> Exercise material:

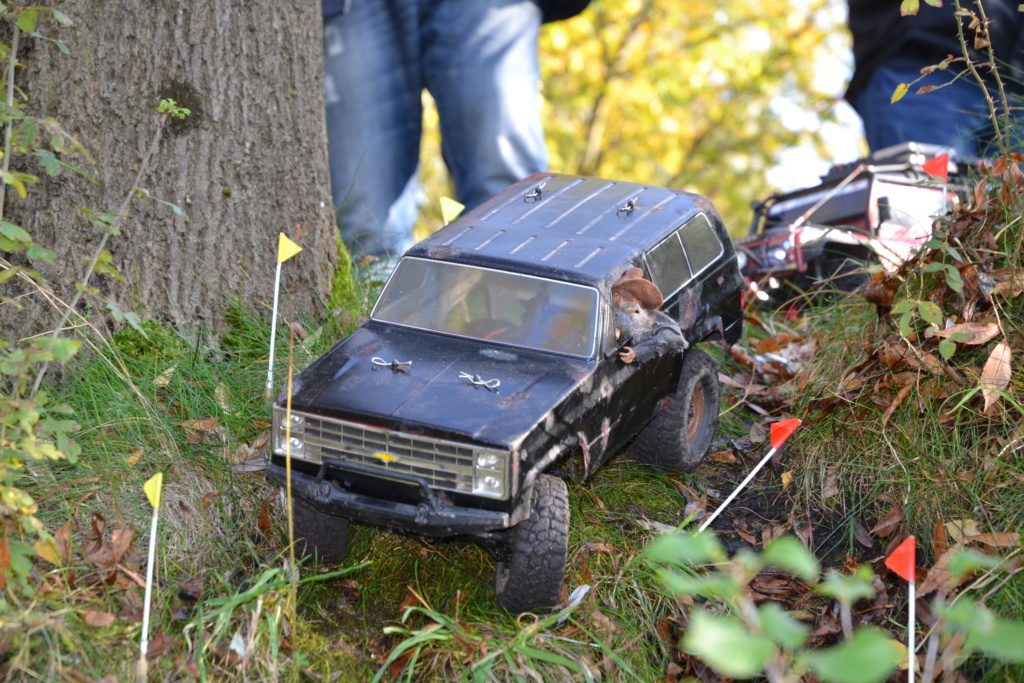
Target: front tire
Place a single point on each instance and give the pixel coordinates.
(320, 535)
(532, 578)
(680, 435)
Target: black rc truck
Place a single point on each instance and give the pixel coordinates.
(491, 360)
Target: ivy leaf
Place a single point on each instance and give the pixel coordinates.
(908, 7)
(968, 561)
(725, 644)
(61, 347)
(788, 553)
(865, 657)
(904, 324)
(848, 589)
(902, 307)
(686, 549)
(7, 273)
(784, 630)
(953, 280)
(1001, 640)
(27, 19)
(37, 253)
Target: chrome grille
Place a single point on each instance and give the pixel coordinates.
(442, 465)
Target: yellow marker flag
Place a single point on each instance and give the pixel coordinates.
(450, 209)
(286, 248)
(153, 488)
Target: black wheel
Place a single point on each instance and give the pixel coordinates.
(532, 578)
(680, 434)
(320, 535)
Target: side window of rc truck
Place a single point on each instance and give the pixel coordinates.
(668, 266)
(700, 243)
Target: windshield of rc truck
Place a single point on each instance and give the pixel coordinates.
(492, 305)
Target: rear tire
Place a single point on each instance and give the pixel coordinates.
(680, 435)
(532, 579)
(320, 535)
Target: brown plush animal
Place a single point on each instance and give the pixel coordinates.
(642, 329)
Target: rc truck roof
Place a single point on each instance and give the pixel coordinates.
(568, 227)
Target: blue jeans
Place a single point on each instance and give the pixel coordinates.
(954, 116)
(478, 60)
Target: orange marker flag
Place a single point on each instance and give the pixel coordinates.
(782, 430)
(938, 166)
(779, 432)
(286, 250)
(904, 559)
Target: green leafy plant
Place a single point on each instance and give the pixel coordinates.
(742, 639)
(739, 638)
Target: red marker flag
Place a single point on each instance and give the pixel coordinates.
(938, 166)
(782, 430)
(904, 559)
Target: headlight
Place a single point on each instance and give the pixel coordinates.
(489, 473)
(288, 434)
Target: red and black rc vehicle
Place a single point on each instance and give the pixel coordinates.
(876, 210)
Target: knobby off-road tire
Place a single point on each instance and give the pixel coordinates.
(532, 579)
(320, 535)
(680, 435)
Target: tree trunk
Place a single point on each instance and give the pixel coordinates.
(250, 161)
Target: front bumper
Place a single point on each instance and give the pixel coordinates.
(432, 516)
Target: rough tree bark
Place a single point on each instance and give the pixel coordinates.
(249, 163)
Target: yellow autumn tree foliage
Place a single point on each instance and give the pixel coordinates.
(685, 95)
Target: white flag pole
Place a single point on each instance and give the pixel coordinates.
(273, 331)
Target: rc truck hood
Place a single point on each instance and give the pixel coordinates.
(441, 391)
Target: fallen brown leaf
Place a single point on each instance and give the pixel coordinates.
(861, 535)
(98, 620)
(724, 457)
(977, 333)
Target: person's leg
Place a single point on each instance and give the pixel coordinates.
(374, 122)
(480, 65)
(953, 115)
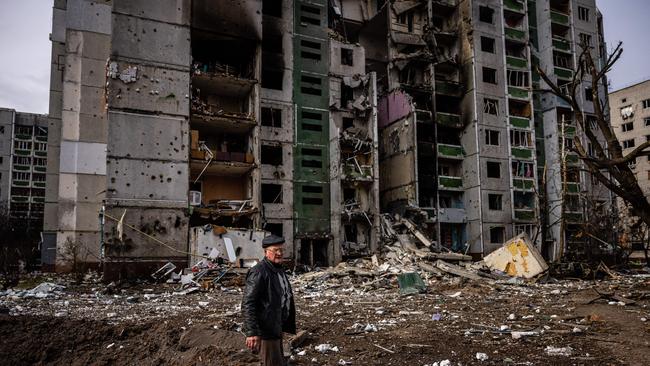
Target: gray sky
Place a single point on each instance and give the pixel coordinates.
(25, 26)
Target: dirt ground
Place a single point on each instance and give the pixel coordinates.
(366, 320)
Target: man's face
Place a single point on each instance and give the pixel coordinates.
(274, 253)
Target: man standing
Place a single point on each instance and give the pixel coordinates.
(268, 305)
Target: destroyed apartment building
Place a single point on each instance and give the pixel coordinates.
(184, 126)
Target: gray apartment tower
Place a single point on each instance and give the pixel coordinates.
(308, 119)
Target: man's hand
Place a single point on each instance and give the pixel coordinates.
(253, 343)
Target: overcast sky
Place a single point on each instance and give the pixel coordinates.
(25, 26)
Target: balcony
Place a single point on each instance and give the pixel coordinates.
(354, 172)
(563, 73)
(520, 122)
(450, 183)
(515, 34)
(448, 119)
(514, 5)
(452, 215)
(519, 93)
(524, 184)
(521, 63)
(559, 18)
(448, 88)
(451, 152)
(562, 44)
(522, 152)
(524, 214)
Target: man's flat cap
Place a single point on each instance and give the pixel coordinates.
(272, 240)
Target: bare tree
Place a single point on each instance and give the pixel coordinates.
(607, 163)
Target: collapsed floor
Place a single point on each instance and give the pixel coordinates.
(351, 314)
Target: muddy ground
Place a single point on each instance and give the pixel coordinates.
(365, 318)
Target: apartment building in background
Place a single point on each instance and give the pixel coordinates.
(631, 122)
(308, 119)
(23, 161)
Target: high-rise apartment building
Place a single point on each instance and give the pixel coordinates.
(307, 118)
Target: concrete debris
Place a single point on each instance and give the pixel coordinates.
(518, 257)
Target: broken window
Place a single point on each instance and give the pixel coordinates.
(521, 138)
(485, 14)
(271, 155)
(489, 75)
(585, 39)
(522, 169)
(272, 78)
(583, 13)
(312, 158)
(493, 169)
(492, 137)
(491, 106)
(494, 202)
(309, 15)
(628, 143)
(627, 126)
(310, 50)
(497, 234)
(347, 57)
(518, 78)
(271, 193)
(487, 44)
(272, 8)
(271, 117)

> Work request:
Reproduce exactly the entries above, limited to the lines from the one with "Target: red and black rc vehicle" through the one with "Target: rc truck hood", both included.

> Solution to this problem:
Target: red and black rc vehicle
Place a single point on each instance and give the pixel coordinates.
(876, 210)
Target: knobby off-road tire
Place a single point on each instance and give the pixel coordinates.
(532, 579)
(320, 535)
(680, 435)
Target: tree trunk
Place a single point on each instance and give the pixel coordinates.
(250, 161)
Target: front bumper
Place a single point on each instance and give the pixel coordinates.
(432, 516)
Target: rough tree bark
Place a single point on each instance and give the pixel coordinates.
(249, 163)
Target: yellow autumn tree foliage
Place a single point on each instance and give the pixel coordinates.
(685, 95)
Target: white flag pole
Place a single point on each instance and give the pixel coordinates.
(273, 331)
Target: rc truck hood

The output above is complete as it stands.